- **Text segment**:

* start *

If anyone drove a skidder to the prom it would most likely be on a suspended license. DUI seems to be an avocation for most aroubd here.


----------



## NeTree (May 6, 2004)

Day gots skools up dare?


----------



## Timberjackboy (May 6, 2004)

*cool*

sounds good boys


----------



## Newfie (May 6, 2004)

*"Day gots skools up dare?"* 


We shure duz,eh...


----------



## Timberjackboy (May 6, 2004)

*work*

gonna be a lot of work. By the time i pressure wash it paint it, take te chains off her, and have it floated over caus eim about 30kms a way? is it worth it?


----------



## Bill G (Jun 23, 2004)

> _Originally posted by Newfie _
> * If anyone drove a skidder to the prom it would most likely be on a suspended license. DUI seems to be an avocation for most aroubd here. *



Around here it is still illegal to drive a skidder, tractor, or lawn mower if your license to drive is suspended. It really does not make sense though. You do not have to have a license to drive one (thus I drove a tractor to school before I could drive a truck) but if you had a driver license and lose it because of a DUI then you cannot drive any motor driven item. Go figure ? 

Bill


----------



## Lawn Masters (Jun 29, 2004)

I like the idea. All the kids I've seen at the schools are into those stupid jap cars and tuning them things, just show up one day with a massive machine like a Cat 777 dump truck and see who's laughing when you hit their car with that. Then when you get out just look around and say something like, Hey get that thing out from under the front of my truck!


----------



## Lawn Masters (Jun 29, 2004)

I like the idea. All the kids I've seen at the schools are into those stupid jap cars and tuning them things, just show up one day with a massive machine like a Cat 777 dump truck and see who's laughing when you hit their car with that. Then when you get out just look around and say something like, Hey! this ist a quarry.


----------



## Timberjackboy (Jun 29, 2004)

*cool*

oh ya
I almost shoved a loader truck over with the skider once. I wasn't payen aatention and pushe dthe steering lever the wrong way and I was goen right into it lol


----------

* end *

- **Stated problem 1**:
Copy, word for word, the part of the skidder forum thread that opens with the words containing "gonna be a lot" and closes with "(Jun 23, 2004)".

- **Available data**:
* start *

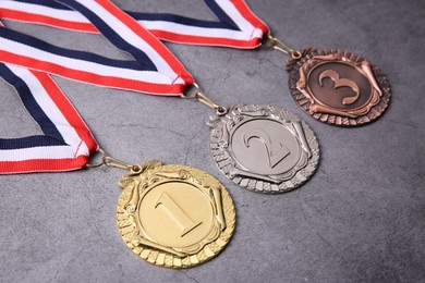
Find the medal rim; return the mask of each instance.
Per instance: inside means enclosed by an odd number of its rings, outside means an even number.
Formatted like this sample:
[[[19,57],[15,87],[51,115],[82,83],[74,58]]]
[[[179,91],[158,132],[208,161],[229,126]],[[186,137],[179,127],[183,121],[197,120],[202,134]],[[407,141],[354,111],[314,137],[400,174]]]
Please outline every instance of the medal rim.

* end *

- **Stated problem 2**:
Repeat the records word for word, from their first line through the line containing "[[[19,57],[15,87],[51,115],[82,83],[74,58]]]", and leave the pictures out.

- **Problem solution 1**:
gonna be a lot of work. By the time i pressure wash it paint it, take te chains off her, and have it floated over caus eim about 30kms a way? is it worth it?


----------



## Bill G (Jun 23, 2004)

- **Problem solution 2**:
Find the medal rim; return the mask of each instance.
Per instance: inside means enclosed by an odd number of its rings, outside means an even number.
Formatted like this sample:
[[[19,57],[15,87],[51,115],[82,83],[74,58]]]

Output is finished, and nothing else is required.